Exercise description — How many lines in the records below contain the string "grill", with case taken into account? Reply with the number alone.

Data in this exercise —
::::::::

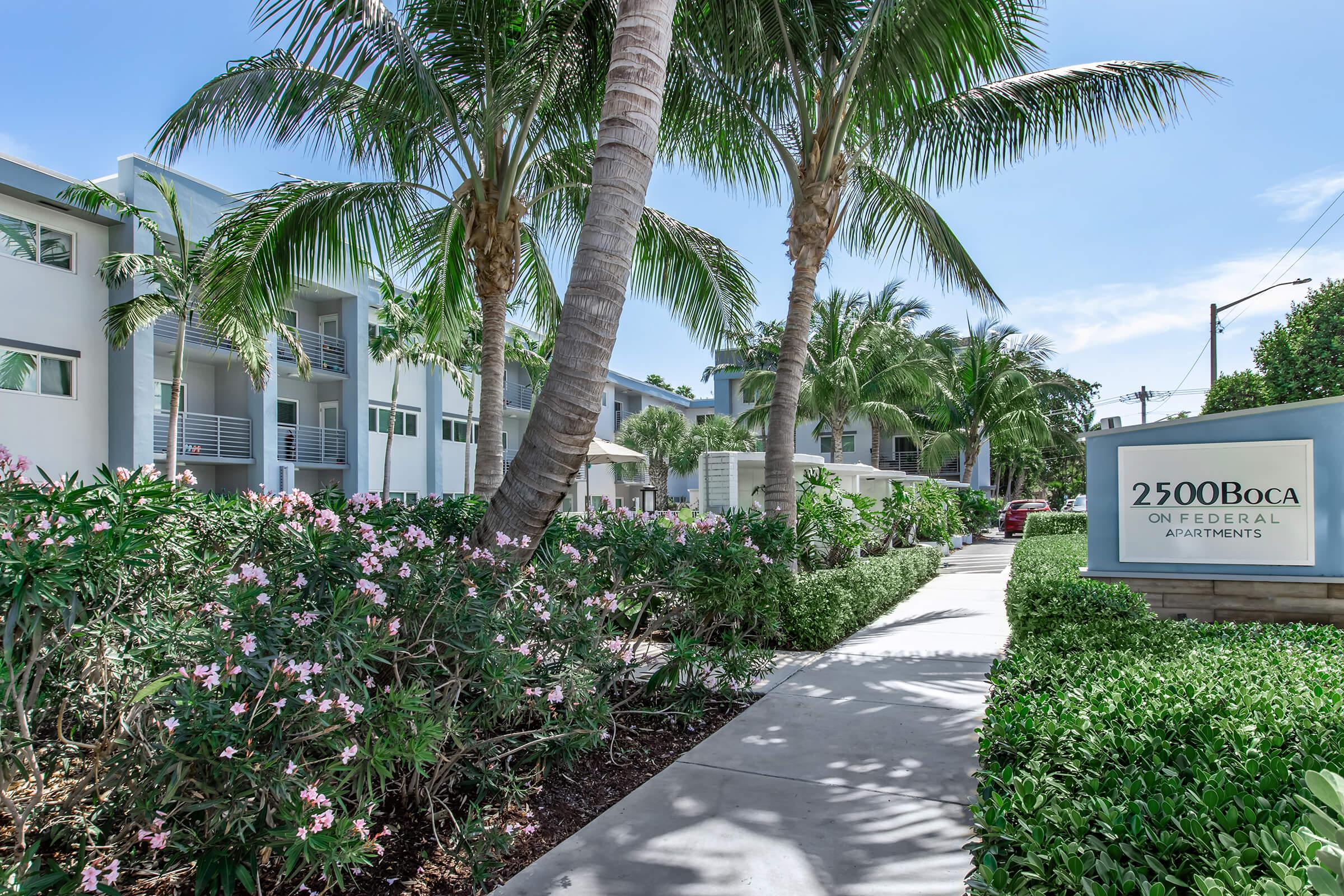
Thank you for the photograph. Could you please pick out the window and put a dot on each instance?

::::::::

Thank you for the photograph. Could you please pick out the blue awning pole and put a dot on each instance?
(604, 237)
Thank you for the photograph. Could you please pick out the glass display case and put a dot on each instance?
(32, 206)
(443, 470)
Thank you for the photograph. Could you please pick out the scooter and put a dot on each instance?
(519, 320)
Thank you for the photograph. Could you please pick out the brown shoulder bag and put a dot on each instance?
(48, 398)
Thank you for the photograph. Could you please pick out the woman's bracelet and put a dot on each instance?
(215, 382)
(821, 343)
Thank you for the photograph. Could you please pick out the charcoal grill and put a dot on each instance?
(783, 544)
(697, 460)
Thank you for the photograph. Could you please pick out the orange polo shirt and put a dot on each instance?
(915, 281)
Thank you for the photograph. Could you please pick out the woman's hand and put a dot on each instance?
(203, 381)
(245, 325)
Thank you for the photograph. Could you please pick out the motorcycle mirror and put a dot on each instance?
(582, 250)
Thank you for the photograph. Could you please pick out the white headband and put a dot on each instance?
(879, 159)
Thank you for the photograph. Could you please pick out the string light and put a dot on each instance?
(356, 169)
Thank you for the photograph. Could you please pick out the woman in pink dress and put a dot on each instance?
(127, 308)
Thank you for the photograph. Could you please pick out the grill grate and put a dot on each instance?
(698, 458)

::::::::

Reply — 2